Restate the listing below word for word; no picture is to be carried over.

# # # #

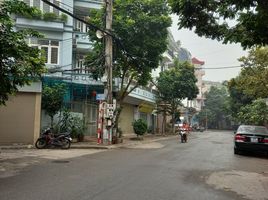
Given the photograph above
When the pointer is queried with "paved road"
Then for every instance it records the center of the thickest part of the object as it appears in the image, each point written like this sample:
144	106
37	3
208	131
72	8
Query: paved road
203	169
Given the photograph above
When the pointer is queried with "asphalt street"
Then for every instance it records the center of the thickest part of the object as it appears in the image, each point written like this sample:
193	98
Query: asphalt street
205	168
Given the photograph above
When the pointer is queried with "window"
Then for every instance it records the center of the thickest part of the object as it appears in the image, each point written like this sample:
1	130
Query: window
80	26
80	65
50	49
43	6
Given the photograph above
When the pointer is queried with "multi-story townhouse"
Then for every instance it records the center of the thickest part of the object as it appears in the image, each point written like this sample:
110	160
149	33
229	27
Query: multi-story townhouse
65	45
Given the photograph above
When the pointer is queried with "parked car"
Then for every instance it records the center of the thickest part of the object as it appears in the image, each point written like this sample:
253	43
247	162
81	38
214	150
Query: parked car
251	139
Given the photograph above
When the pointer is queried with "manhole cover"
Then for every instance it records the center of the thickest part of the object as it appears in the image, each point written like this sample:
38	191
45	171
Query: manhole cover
61	161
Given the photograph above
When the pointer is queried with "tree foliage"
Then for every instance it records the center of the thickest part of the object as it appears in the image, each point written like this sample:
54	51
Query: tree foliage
251	83
19	63
210	19
52	99
254	114
216	107
141	27
174	85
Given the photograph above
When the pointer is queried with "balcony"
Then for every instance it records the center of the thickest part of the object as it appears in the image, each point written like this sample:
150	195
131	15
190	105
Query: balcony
39	24
84	5
143	95
81	41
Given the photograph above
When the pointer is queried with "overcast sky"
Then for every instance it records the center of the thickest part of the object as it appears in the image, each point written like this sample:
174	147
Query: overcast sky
213	53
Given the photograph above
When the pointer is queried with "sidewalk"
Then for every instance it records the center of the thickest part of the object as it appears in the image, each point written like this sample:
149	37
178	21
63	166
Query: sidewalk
128	140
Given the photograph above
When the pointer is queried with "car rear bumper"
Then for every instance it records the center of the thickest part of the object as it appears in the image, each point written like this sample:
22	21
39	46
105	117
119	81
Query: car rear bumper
251	147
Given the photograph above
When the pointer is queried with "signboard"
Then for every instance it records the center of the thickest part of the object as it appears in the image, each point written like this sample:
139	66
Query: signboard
100	97
146	108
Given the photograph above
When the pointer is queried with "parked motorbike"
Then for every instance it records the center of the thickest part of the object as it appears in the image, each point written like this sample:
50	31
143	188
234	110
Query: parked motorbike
183	135
48	139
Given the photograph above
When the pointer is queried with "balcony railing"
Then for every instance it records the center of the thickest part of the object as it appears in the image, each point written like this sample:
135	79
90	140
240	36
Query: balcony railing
95	4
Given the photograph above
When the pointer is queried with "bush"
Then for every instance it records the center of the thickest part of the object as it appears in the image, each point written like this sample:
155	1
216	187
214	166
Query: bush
140	127
73	124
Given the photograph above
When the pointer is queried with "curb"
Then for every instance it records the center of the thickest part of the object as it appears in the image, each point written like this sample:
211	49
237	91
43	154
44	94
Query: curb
75	146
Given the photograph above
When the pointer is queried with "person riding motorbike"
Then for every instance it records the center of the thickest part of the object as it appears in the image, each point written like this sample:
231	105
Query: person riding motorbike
184	130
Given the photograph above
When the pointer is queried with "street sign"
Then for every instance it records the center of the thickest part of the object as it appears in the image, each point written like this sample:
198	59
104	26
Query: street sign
100	97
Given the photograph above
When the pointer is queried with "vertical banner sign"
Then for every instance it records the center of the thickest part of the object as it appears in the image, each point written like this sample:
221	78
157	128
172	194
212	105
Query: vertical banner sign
100	118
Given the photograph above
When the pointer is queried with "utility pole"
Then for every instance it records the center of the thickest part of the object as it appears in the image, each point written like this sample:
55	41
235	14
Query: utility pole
108	121
109	51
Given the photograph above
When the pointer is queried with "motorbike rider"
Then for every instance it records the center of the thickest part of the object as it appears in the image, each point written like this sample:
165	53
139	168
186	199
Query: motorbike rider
185	127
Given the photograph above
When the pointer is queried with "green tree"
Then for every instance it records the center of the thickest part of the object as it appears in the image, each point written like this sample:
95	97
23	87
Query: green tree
141	27
174	85
215	110
19	63
255	113
252	82
52	99
210	19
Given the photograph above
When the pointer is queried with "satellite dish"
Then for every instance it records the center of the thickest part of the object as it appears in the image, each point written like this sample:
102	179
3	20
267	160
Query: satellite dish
99	34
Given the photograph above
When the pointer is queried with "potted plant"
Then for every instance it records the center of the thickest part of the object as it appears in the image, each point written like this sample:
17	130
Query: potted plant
140	127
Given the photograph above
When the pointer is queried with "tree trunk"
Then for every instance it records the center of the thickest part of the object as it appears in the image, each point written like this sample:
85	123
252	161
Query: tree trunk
51	121
119	109
164	124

# # # #

— Solved problem —
Given the photograph above
When the pointer is queried with "paved road"
Then for every instance it records the center of the thickest part of the object as it appears in the image, each point written like this sample:
144	106
37	3
208	131
72	8
Query: paved road
203	169
Given the photograph above
When the pointer is queried with "asphalt street"
Then for every instance it records the center of the thickest part of the object as it appears in the image, each point written like this sample:
193	98
Query: asphalt street
205	168
Given the photograph above
When the pointer is queried with "window"
Then for every instance it records the center of the thickest part of the object as it appears in the image, each point written like this sample:
1	130
Query: window
80	26
80	65
50	49
43	6
Given the photograph above
When the pointer is queried with "multi-story townhouse"
Then for every instance it records the center of the thickest part of the object as it appears in the image, each point written like this sample:
110	160
149	33
229	27
Query: multi-story townhouse
65	45
Given the photograph above
When the pointer is queried with "parked car"
Then for every instance it records the center of the thickest part of the object as it appears in the image, each point written like this sample:
253	43
247	162
81	38
214	150
Query: parked car
251	139
Given the photograph above
When the pointer is queried with "manhole cover"
Then for every instance it records the center of the thickest part of the object as it appears in the image, each point written like this sample:
38	191
45	171
Query: manhole cover
61	161
Given the photograph above
When the pointer is queried with "tree foliage"
Then for every instance it records the center of the thickest part of the object as it appears in the image, each point written like this sample:
54	51
Query: tree foliage
251	83
19	63
210	19
52	99
254	114
216	107
141	27
174	85
Given the photograph above
When the pointer is queried with "balcony"
Then for every instance it records the center of the thickest part of the object as it appears in the image, each point written like this sample:
150	195
131	15
190	105
Query: balcony
39	24
84	5
143	95
81	41
Given the photograph above
When the pointer is queried with "overcast sky"
Then for every instance it records the center of the thickest part of the object as it appears in the image, each point written like this sample:
174	147
Query: overcast sky
213	53
Given the photograph above
When the pointer is queried with "sidewalk"
Then for every instance it records the center of the thickest part of the object as it appears in the image, each point written like this sample:
149	37
178	21
63	166
Query: sidewalk
128	140
Given the photograph above
When the pointer is queried with "car rear bumper"
Then for every instance it records the center of the thickest part of the object as it appears in the image, each point written like this sample:
22	21
39	46
105	117
119	81
Query: car rear bumper
251	147
Given the photograph above
When the pointer is queried with "signboard"
Then for every instance it records the center of the thickest part of the object as it appears in the image, each point written like this sample:
139	66
Query: signboard
100	97
146	108
Given the photograph above
When the pointer is queried with "parked motorbike"
Then for every instance it records the center of the thickest part of the object as it appears in the image, each point written like this sample:
50	31
143	188
234	110
Query: parked motorbike
183	135
48	139
Given the photograph above
When the pointer is queried with "balcony railing"
Then for every instance it records the center of the thickest part of the object as it appears in the image, each point written like this sample:
135	79
90	140
240	36
Query: balcony railing
95	4
Given the photograph above
When the pointer is queried with "bush"
Then for every instance it records the center of the thickest part of the object as it appears in the image, each point written like this sample:
155	1
216	187
214	166
Query: bush
140	127
73	124
Given the photograph above
When the pointer is queried with "curb"
Then for every instance it records the center of the thickest part of the object as it appears in the image, each point written like this sample:
211	49
237	91
43	154
44	94
Query: curb
75	146
Given the photograph above
When the pointer is queried with "person riding motorbike"
Then for every instance it records the center of the thickest part of the object as it appears in the image, each point written like this sample:
231	105
Query: person riding motorbike
184	130
Given the photograph above
When the pointer is queried with "street sign"
Then for every instance it records the center of the thickest part of the object as it appears in the image, each point written like this sample:
198	59
104	26
Query: street sign
100	97
Given the photograph above
When the pointer is queried with "vertical banner sign"
Then for every instance it records the center of the thickest part of the object as it appears in the image, each point written like this sample:
221	78
157	128
172	194
212	105
Query: vertical banner sign
100	118
Given the photograph above
When the pointer is queried with "utility pole"
Then for every instance it records the center of the thickest part of the object as it appears in the image, each point written like this sample:
55	41
235	14
Query: utility pole
108	121
109	51
Given the photograph above
When the pointer is queried with "motorbike rider"
Then for every instance it records the center of the thickest part of the object as it appears in the image, each point written like this sample:
165	53
139	168
186	199
Query: motorbike rider
185	127
Given the photograph above
When the pointer is queried with "green tree"
Then for every instance it records the center of the thickest part of the object as it appears in the image, each point written like this sample:
95	97
23	87
Query: green tree
141	27
174	85
215	110
19	63
255	113
252	82
52	99
210	19
Given the photograph above
When the pointer is queried with "satellite dish"
Then for every instance it records the center of the thickest part of the object as it appears in the image, each point written like this sample:
102	179
3	20
267	160
Query: satellite dish
99	34
Given the photograph above
When the pointer is queried with "potted plant"
Then for every instance it records the center of the thickest part of the object as it appears in the image, each point written like this sample:
17	130
Query: potted plant
140	127
Given the photograph above
When the pointer is queried with "tree trunk"
Then for every instance it records the center of the thickest part of the object as it appears in the image, each point written like this sample:
85	123
252	161
Query: tree trunk
51	121
119	109
164	124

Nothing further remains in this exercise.